Instructions:
[1] Please rewrite the forum post on naval production starting at "Why do I say" and ending at "US naval production.", putting "training battleships" where "practice battleships" stands.
[2] According to the forum post on naval production, how long does building a battleship with at most 5 dockyards take?
[3] Write what comes next in the forum post on naval production, picking up after its last sentence.
## start Passage given
I'm having trouble imagining what the differences in what 'production efficiency' means between the different installments, for it to have been possible to build 'junk' and swap to good things?HOI3 is why we don't have production efficiency in dockyards in HOI4.
Why do I say this? Because there's literally a post in the HOI3 forum where I demonstrated how the Soviets could build a world class fleet by building practice battleships and battlecruisers to generate the production efficiency needed to build ships fast enough to catch up with US naval production.
Be careful what you wish for.
Naval production is WAY to slow in game anyways. You are basically restricted to your starting fleet (if you have one). Building a battleship (with max 5 dockyards) takes 2-3 years(!), same with carriers. So either you start with a good fleet or you don't.
Naval balancing in game is horrendous anyways. As far as I understand history, there was never a reason to not give a ship a cannon if it would fit on the hull. So, to fix the naval matter, I would increase naval output by factor 2, but make hulls(!) 50% more expensive at the same time. That would remove the "minimalist" matter AND allow realistic ship building speed.
I'm having trouble imagining what the differences in what 'production efficiency' means between the different installments, for it to have been possible to build 'junk' and swap to good things?
So... not production efficiency at all. Got it.In HOI3, you had something called "practical knowledge." When you build things, you gained X amount of practical knowledge in the relevant field. Build an interceptor wing, and you gain "light air" practicals that affect all types of air wings that fit under the rubric. Build a tank division, and you get "armor" practicals that impact all types of armor.
Without going into exhaustive detail, practicals would speed up both research and production speed. The production speed increase was a forerunner to production efficiency in MIC in HOI4. Leaving aside the research benefits of practicals, the production benefits meant that if you built, say, a clone of the Soviet Union's Marat, the Soviets could gain capital ship practicals (which they basically had zero of in the 1936 start of HOI3). The next battleship you build would be cheaper. Build, say, 3 Marat's in parallel, then when they all complete, you get a big heaping pile of practical knowledge, giving a ridiculous discount on the next battleships (at least compared to where you started).
## end Passage given
## start Records provided
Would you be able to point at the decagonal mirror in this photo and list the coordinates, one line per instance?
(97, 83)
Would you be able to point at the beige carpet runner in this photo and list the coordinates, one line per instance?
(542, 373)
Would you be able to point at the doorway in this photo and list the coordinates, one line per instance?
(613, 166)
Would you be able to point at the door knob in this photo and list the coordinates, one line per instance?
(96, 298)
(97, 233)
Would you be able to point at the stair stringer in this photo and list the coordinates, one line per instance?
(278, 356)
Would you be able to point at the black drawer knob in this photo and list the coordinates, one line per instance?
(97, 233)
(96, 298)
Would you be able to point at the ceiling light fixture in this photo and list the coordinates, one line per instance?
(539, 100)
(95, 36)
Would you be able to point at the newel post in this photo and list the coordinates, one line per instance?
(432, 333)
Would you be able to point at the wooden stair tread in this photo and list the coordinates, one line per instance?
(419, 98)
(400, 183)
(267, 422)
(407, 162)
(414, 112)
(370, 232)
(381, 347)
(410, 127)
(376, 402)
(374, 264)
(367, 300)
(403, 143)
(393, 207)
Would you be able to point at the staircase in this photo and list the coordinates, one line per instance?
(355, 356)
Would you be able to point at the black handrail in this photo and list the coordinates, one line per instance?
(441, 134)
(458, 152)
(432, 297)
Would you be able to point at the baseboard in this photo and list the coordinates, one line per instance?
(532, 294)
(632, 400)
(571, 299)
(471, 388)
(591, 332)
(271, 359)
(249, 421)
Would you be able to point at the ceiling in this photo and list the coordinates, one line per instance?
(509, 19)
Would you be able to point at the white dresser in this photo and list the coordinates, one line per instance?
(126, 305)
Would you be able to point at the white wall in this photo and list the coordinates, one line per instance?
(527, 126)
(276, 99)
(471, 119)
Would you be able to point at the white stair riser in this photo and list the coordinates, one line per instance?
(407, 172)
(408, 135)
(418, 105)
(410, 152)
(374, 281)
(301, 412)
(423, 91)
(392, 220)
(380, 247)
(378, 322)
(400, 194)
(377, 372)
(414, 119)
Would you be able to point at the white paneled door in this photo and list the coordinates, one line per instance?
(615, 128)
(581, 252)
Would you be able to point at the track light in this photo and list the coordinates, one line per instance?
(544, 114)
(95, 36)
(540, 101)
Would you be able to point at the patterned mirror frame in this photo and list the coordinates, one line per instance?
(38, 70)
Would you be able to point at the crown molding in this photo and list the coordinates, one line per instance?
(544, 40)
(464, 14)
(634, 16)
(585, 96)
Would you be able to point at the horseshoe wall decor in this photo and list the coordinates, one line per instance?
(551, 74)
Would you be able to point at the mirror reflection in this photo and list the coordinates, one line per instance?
## end Records provided
Answers below:
[1]
Why do I say this? Because there's literally a post in the HOI3 forum where I demonstrated how the Soviets could build a world class fleet by building training battleships and battlecruisers to generate the production efficiency needed to build ships fast enough to catch up with US naval production.

[2] 2-3 years.

[3]
How would this apply to HOI4?
Obviously, HOI4 reduces the potential for abuse by making production efficiency retention pretty small when swapping to a new entire model year for tanks and planes. But you do keep a vast majority of your production efficiency when swapping to a variant. Imagine building, say, your first carrier with almost no modules. You run the production line, it finishes the carrier. You have also gained a ton of production efficiency. Then you swap to a variant that has, say, all the modules. Hmmm, that might be a problem. But clever players are already thinking to themselves, "Secret Master, the pay off on capital ships abusing this mechanic would be too long. It's not the exploit you make it seem like."
But really, I'm just getting started. That's just a showcase of how the mechanic might work. Let's get really silly with production efficiency and ships.
I know a lot of players in MP love their roach builds, and a lot of players love to abuse submarines. Can you imagine for one moment how ridiculous you could get with production efficiency gains in dockyards building, say, tier 1 roach DDs. If Britain started on day 1 building cheap tier 1 DDs, by Danzig they'd be printing them off like counterfeit currency. And, if you decide later you don't want roach DDs for whatever reason, you run better modules on the DDs on the production line and keep going.
It gets spicier with submarines, though. Have Germany grab subs early using focuses and the design company, get a production line of dockyards going with stripped down minimalist 1940 submarine hulls with the worst torpedoes and engines for a few months, but when RADAR and snorkel come online, swap over to a super nice submarine with fancy torpedoes, RADAR or snorkel, and the best engine.
This does not even address how silly you could probably get with convoy production if dockyards had production efficiency.
I'm sure someone could balance it out with enough math and testing, but I can see why the Devs haven't bothered.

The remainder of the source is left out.